=== INFORMATION SUPPLIED ===
============

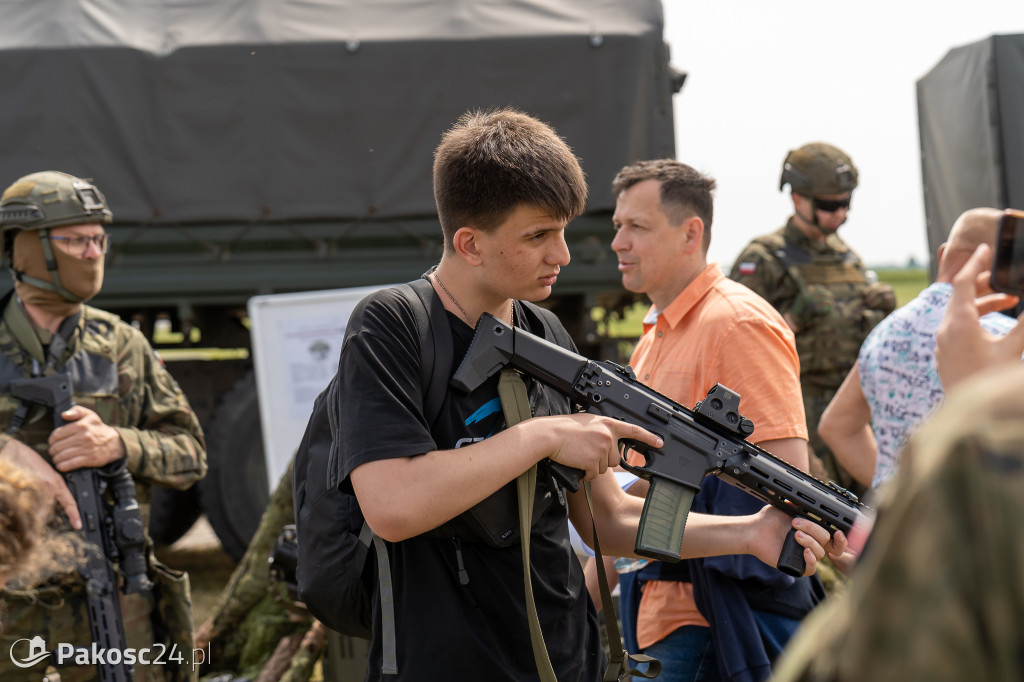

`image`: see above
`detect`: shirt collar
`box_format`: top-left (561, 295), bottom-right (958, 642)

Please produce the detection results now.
top-left (643, 263), bottom-right (725, 332)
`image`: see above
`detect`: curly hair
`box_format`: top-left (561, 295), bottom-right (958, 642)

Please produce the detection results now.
top-left (433, 109), bottom-right (587, 248)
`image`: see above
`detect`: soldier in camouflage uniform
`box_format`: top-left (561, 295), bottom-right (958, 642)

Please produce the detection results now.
top-left (773, 356), bottom-right (1024, 682)
top-left (729, 142), bottom-right (896, 491)
top-left (0, 171), bottom-right (206, 682)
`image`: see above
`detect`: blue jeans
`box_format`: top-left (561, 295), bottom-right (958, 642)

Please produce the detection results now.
top-left (635, 626), bottom-right (719, 682)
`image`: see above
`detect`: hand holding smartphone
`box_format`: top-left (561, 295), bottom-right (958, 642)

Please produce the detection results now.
top-left (989, 209), bottom-right (1024, 299)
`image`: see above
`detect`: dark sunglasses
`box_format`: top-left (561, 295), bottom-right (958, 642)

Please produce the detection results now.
top-left (814, 197), bottom-right (852, 213)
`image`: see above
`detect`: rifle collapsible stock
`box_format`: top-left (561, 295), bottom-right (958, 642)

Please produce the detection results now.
top-left (452, 313), bottom-right (869, 576)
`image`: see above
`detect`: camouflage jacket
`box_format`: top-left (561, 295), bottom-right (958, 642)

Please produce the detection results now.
top-left (0, 296), bottom-right (206, 502)
top-left (773, 360), bottom-right (1024, 682)
top-left (729, 217), bottom-right (892, 387)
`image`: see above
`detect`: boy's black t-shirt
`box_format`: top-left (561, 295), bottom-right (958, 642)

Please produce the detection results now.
top-left (332, 290), bottom-right (605, 682)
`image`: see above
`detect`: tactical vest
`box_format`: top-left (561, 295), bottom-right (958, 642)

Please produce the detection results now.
top-left (0, 297), bottom-right (141, 493)
top-left (755, 230), bottom-right (883, 388)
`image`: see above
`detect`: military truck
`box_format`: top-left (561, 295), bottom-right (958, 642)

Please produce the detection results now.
top-left (0, 0), bottom-right (684, 557)
top-left (918, 29), bottom-right (1024, 280)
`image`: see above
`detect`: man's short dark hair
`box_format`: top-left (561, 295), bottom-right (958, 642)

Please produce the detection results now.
top-left (434, 109), bottom-right (587, 248)
top-left (611, 159), bottom-right (715, 253)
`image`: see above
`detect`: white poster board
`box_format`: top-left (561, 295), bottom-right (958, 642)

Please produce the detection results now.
top-left (249, 280), bottom-right (391, 491)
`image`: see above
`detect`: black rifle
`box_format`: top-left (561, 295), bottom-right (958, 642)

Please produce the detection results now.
top-left (452, 313), bottom-right (869, 576)
top-left (8, 374), bottom-right (153, 682)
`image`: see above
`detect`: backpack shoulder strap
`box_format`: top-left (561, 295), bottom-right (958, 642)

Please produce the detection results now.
top-left (397, 278), bottom-right (453, 426)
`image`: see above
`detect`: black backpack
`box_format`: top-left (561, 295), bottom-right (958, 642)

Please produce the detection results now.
top-left (292, 279), bottom-right (453, 639)
top-left (292, 279), bottom-right (573, 643)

============

=== WRITTEN TASK ===
Copy the records from their start through the line containing "top-left (433, 109), bottom-right (587, 248)", substituting "wavy hair" for "curly hair" and leaving everything else unchanged. Omit the pictures from your answer.

=== THE ANSWER ===
`image`: see above
`detect`: shirt collar
`box_format`: top-left (561, 295), bottom-right (958, 642)

Please produce the detection results now.
top-left (643, 263), bottom-right (725, 332)
`image`: see above
`detect`: wavy hair
`box_format`: top-left (561, 295), bottom-right (958, 642)

Please produce the detection results now.
top-left (433, 109), bottom-right (587, 248)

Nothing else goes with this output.